▶ [What you have to do]: Reproduce the listing below, substituting "image coordinates" for "pixel coordinates" and keeping everything else unchanged.

▶ [Information supplied]:

━━━━━━

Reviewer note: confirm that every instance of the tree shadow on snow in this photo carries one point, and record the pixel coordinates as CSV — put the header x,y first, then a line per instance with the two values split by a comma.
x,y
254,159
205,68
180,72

━━━━━━

▶ [Written reply]:
Reviewer note: confirm that every instance of the tree shadow on snow in this photo carries one point, and record the image coordinates as CSV — put the header x,y first, then a line per instance with the two values split by a comma.
x,y
254,159
205,68
180,72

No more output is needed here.